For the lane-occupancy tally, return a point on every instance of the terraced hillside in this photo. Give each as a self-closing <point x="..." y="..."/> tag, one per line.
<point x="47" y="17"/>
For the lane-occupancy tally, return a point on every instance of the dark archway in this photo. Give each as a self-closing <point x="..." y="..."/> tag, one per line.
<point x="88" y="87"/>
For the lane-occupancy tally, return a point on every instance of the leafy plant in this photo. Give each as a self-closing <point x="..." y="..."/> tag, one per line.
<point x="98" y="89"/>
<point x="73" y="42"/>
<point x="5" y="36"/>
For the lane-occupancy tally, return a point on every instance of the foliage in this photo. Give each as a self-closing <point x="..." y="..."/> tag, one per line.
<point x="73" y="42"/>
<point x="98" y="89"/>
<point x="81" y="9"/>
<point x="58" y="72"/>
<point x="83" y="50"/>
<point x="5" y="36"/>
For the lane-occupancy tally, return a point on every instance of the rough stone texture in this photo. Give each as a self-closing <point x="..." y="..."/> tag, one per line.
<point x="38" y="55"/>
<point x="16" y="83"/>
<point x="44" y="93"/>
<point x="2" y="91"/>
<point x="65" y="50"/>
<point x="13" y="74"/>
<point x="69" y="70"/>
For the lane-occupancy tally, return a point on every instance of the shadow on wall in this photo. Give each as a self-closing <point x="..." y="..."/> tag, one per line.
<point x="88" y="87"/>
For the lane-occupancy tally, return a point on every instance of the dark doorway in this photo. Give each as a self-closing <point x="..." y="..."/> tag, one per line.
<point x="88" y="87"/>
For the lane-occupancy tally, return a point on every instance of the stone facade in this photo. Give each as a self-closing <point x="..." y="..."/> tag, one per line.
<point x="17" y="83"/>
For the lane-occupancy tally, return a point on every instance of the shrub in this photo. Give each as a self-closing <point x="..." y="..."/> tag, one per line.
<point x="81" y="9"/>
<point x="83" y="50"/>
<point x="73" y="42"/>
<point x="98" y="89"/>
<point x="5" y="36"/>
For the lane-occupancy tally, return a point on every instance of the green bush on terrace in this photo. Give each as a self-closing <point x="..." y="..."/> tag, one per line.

------------------------------

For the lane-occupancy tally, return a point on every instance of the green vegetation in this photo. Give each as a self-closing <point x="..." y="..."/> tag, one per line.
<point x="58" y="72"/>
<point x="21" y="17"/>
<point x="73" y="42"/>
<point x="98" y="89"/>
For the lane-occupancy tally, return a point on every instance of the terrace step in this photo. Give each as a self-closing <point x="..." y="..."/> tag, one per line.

------------------------------

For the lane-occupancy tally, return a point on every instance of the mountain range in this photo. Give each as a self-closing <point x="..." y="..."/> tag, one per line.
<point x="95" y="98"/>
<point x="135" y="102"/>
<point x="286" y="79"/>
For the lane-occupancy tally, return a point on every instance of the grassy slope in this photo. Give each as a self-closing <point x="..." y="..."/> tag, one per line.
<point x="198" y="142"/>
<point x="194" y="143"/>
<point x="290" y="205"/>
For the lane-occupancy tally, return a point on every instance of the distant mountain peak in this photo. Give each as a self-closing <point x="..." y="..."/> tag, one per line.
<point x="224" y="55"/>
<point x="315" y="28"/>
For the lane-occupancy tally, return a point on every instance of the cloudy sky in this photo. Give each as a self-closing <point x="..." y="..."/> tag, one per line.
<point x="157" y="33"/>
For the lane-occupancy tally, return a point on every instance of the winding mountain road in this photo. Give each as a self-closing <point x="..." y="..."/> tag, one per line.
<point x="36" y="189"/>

------------------------------

- _COMPITO RICHIESTO_:
Restituisci tutte le righe dei record in cui compare la stringa "green", distinguendo tra maiuscole e minuscole.

- _SOLUZIONE_:
For the lane-occupancy tally, return a point on every instance of the green bush on terrace in this photo. Give each as a self-closing <point x="..." y="..."/> tag, one per line.
For the lane-occupancy tally, return a point on every instance of the green vegetation in this photo. Give each as a self-closing <point x="..." y="..."/> tag, one per line.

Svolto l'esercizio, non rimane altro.